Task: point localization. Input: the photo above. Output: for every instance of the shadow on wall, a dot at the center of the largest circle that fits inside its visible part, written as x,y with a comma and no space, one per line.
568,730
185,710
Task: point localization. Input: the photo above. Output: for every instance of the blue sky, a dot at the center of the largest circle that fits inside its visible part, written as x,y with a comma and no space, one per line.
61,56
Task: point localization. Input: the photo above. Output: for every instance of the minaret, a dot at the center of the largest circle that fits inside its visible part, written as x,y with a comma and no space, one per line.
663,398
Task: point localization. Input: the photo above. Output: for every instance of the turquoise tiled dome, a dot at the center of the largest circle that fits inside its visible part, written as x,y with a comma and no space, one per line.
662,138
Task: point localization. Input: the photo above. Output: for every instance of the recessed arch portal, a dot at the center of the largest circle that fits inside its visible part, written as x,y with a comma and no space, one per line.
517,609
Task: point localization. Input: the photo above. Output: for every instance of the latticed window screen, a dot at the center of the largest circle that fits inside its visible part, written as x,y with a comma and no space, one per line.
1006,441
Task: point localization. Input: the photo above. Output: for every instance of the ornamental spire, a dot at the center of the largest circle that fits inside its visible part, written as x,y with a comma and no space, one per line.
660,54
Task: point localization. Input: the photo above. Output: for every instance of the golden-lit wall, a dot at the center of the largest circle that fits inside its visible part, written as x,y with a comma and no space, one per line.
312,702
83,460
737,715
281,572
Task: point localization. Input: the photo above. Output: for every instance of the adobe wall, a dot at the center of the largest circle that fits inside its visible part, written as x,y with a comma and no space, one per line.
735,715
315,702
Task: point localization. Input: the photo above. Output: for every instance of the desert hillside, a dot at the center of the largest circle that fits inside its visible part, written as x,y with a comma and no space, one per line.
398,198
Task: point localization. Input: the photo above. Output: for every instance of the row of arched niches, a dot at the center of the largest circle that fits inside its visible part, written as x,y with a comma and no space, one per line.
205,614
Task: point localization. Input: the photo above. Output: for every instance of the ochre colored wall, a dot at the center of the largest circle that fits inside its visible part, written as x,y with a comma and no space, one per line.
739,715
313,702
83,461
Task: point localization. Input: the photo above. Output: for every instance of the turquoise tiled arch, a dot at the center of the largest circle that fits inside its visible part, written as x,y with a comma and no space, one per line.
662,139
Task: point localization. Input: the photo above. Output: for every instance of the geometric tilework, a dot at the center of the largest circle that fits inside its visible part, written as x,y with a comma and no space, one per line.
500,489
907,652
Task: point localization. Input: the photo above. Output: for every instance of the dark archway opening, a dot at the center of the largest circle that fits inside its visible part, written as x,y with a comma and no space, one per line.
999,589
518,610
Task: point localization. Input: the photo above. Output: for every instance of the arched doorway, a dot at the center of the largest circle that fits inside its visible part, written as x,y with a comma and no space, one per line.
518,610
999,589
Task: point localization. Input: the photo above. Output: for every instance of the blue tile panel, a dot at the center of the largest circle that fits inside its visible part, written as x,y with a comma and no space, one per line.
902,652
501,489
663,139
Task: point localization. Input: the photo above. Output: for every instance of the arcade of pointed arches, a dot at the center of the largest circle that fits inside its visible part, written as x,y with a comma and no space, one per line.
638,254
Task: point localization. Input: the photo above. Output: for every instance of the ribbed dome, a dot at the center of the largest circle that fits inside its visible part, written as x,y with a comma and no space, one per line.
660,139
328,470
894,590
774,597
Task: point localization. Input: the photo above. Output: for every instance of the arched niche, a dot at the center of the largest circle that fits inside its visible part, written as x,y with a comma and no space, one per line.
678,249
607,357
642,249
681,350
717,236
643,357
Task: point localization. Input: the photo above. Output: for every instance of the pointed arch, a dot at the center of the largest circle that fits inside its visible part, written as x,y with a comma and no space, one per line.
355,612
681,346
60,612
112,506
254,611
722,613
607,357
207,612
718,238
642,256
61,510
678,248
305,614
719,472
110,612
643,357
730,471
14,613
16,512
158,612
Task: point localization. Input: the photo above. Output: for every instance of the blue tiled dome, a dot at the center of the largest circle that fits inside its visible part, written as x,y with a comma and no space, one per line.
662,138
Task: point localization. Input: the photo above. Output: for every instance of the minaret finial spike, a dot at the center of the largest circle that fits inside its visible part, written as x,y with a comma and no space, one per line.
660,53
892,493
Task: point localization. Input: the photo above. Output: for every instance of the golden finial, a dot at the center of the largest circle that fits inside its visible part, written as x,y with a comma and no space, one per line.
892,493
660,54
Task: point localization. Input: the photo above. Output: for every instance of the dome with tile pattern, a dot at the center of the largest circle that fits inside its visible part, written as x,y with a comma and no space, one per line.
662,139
----------
* [EXERCISE AIM]: Give the listing above again in full, exactly as written.

* [WRITTEN SOLUTION]:
Task: point localization. Input: the photo above. Output: for every instance of the shadow on wall, a dot at the center of the largest circle that fits inside its visible part, written as x,y with a comma and no space, one per line.
568,730
185,710
Task: point localization. Input: the photo above. Output: for every instance of the blue sky, a dot at the center of the largest circle that fits inside its visible part, written as x,y with a comma and no space, one per line.
61,56
Task: point localization. Input: the photo above. Output: for every instance of the minaret, a dot at the center of the largest circle that fits inside its visible part, written as x,y with a comma and no space, one per line.
663,398
Task: point localization. Input: the photo above. Output: for every instance of the turquoise tiled dome, a dot at the center of the largest circle that fits inside its visible part, written as x,y with a comma and no space, one per line.
662,138
Task: point localization. Input: the photo above. Output: for every instance of the recessed arch portal, a dot at the center of the largest circle that fits inside its visible part, written as x,y with a comma and no space, one per line.
517,609
Task: point localization. Input: the photo above. Output: for every instance of the latticed window screen, a dot at the center of the largest circle that fits inside its visible part, written as x,y with a comma and no space, one per line.
1006,441
Task: point localization. Input: the photo above. Output: for every instance of the ornamental spire, a dot at the center of the largest circle that fits inside its visible part, written as x,y with a comma and no space, one per line.
660,54
Task: point localization. Input: the photo above. Output: for every instance of the golden-lit wall, a dot at the center of the largest circle that fits inside its visible part, written as x,y with a comma and no space, one per line.
312,702
83,460
737,715
281,572
Task: point localization. Input: the photo above. Output: for every instance of the adobe wall, a dot at the center of the largest circle that fits inside its visible part, written as x,y with a comma and no space, one per line.
735,715
315,702
Task: point localization. Input: the photo above. Output: for every instance of the desert hillside, a dot at the center of the largest circle that fits inside its visible part, written as x,y with a comma and no space, one per line.
398,198
Task: point localization. Input: the photo above. Output: for every instance of the row of arched niches, a dot at the center of the largest circle that fits inside its visible part, written as x,y with a comma and no space, one per line.
205,614
Task: point localization. Input: the photo above. Output: for every instance of the ochre colored wall, a dot at the center of the largest circle that fits inside its visible part, written as x,y with a comma and no space, one per line.
739,715
313,702
83,461
Task: point localization. Input: the photo above. Output: for every instance of the turquoise tiled arch, a dot at the center of the largest circle that fits inside its visible part, written as x,y with a comma and no space, one per line.
662,139
Task: point localization. Input: the photo above. Output: for every instance of the geometric tilework, a dot at the center of the largest circle that fits inside its visible part, written as x,y with a comma and no space, one per line.
500,489
907,652
Task: point localization. Input: the photo above. Output: for every instance of the dark archway opening, a dot at the center of the largest circle that fits inside its visible part, written as x,y with a comma and no space, one per line.
999,589
518,610
Task: point localization. Input: the photo above. Output: for every instance of the arched doorway, a dot at the center of the largest circle that fits inside its visible part, written as x,y with a comma and no space, one per line.
518,610
999,589
Task: point localization. Input: the photo above. Output: for every instance of the blue tile panel, a dot at the center of the largest circle that fits inside its visible part, written as x,y with a comma and no space, one per line.
902,652
501,489
663,139
Task: point localization. Input: the photo above. Output: for every instance of the arcade of pointed arches, a dot at the center of the largest circle that fits inside its visible part, written as x,y with a comma and no space, one per line.
638,254
Task: point localization. Input: the photo above. Output: for every instance of the ribbed dome, a dot at the center of the largest circle that fits inside its visible part, written as x,y with a comma and no space, one per line.
660,139
328,470
894,590
774,597
Task: point localization. Input: the photo above. Output: for every instance of the arched niche, a dot at the center of the largest circle that fits inside its visible part, written as x,y with a comma and no space, one per line.
678,249
607,357
642,249
681,350
717,236
643,357
Task: point localization. Input: the photo above. Output: for every instance of the pointed arch, a dot at the center of the largest circle that fits inside its visible part, written as x,y with a comma and no space, one per line.
355,612
681,346
60,612
112,506
254,611
722,613
607,357
207,612
718,238
642,256
61,510
678,248
305,614
719,472
110,612
643,357
730,471
14,613
16,512
158,612
Task: point localization. Input: the photo above. Output: for every instance of the blue tiled dome, a dot at the center of the largest circle that fits inside its visible part, written as x,y with a comma and no space, one per line.
662,138
Task: point localization. Input: the photo above. Output: for every instance of the minaret finial spike, a dot at the center of the largest circle that fits inside its visible part, written as x,y with a comma and no space, one per line.
660,53
892,493
Task: point localization. Input: the photo above. Output: for every instance of the golden finial, a dot at the center of the largest circle that fits inside its visible part, written as x,y with a comma and no space, one per line.
892,493
660,54
Task: point localization. Input: the photo above. Output: for every instance of the dome with tile pattern, a dot at the center of the largest circle that fits inside its visible part, written as x,y with a comma and no space, one per line.
662,139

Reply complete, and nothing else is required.